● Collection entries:
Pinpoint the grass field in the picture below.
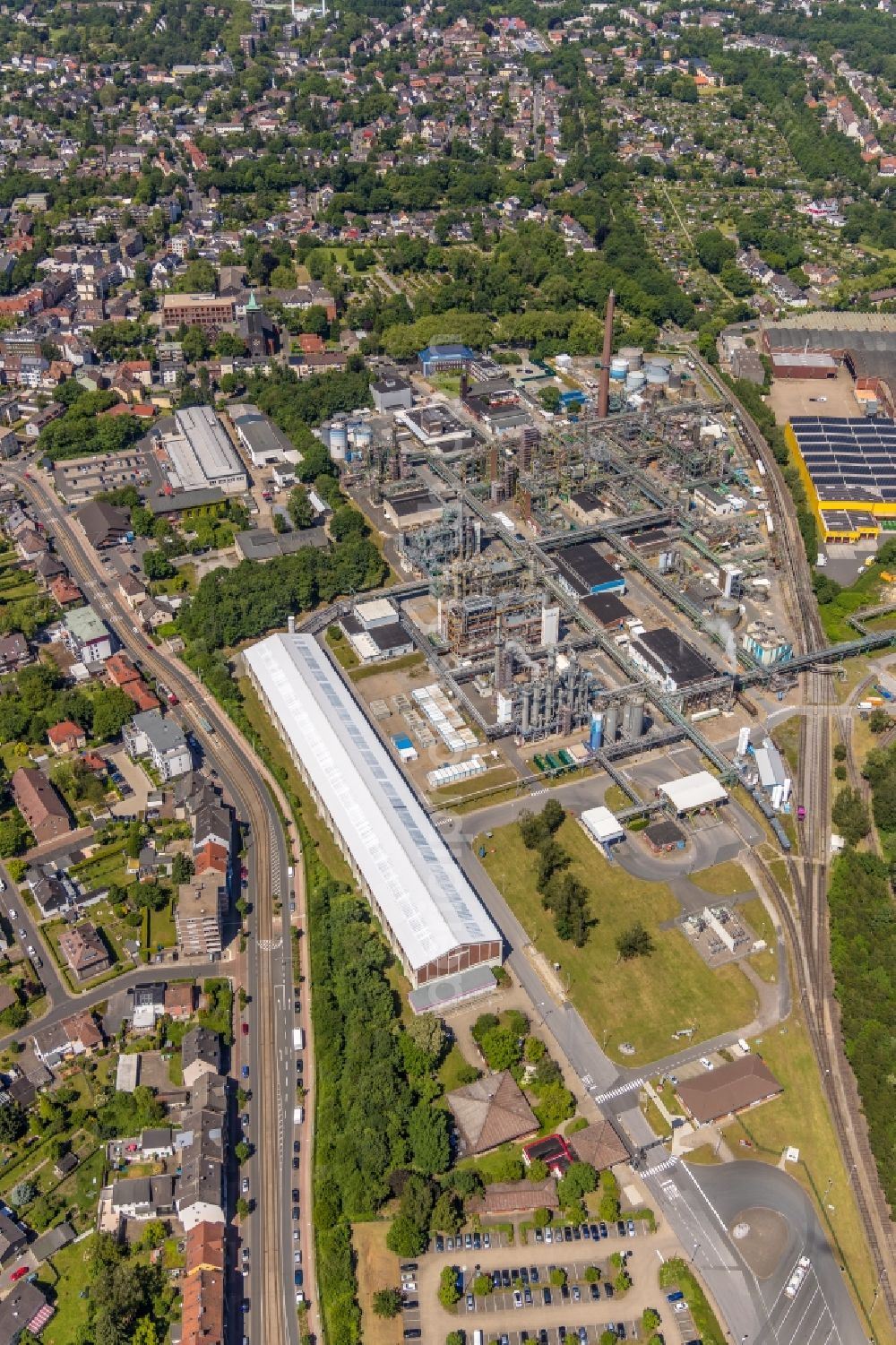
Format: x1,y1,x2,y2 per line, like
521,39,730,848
690,859,754,897
772,714,803,775
475,818,756,1065
72,841,128,892
352,1222,402,1345
725,1014,896,1342
324,625,360,669
38,1238,90,1345
150,902,177,953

● STATED EXERCISE: Output every line of the data above without any changes, omitting the pictures.

● SOLUTION TO THIS PROBLEM:
Pinpoint the grass field in the picture below.
Format: x1,y1,x2,y2 per line, like
521,39,730,848
690,859,754,897
772,714,803,775
475,818,756,1065
72,841,128,892
352,1222,402,1345
725,1014,896,1342
324,625,360,669
38,1238,90,1345
150,902,177,953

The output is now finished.